**SET TASK**
Reproduce the data below with every occurrence of "slender tree trunk" changed to "thin tree trunk" and all other text kept identical. Omit the pictures from your output.

[start of STORED RECORDS]

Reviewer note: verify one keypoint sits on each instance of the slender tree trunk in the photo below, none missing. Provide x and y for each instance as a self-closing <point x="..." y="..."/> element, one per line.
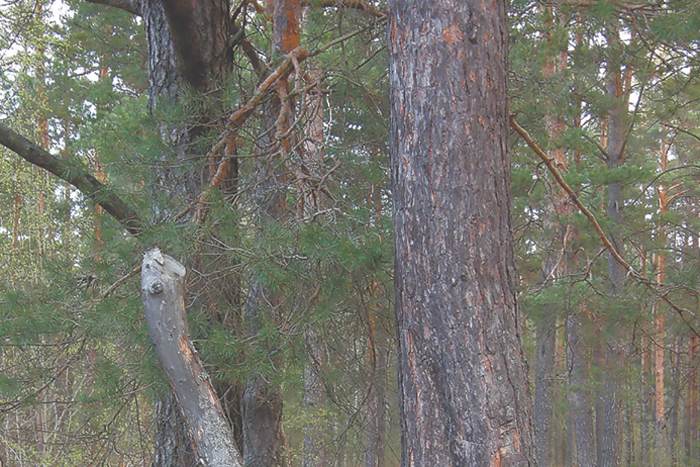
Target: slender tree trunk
<point x="163" y="295"/>
<point x="691" y="412"/>
<point x="309" y="204"/>
<point x="463" y="392"/>
<point x="675" y="401"/>
<point x="614" y="353"/>
<point x="580" y="403"/>
<point x="172" y="445"/>
<point x="261" y="406"/>
<point x="314" y="454"/>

[end of STORED RECORDS]

**EXERCISE RESPONSE**
Reviewer note: verify one keypoint sits on each instance of the thin tree trunk in the photo below, none missing. Provide x and y for each instance as a self-closing <point x="..." y="..."/> element, one per line.
Target: thin tree trunk
<point x="163" y="295"/>
<point x="691" y="412"/>
<point x="309" y="204"/>
<point x="463" y="392"/>
<point x="675" y="401"/>
<point x="614" y="353"/>
<point x="580" y="403"/>
<point x="172" y="445"/>
<point x="261" y="406"/>
<point x="314" y="454"/>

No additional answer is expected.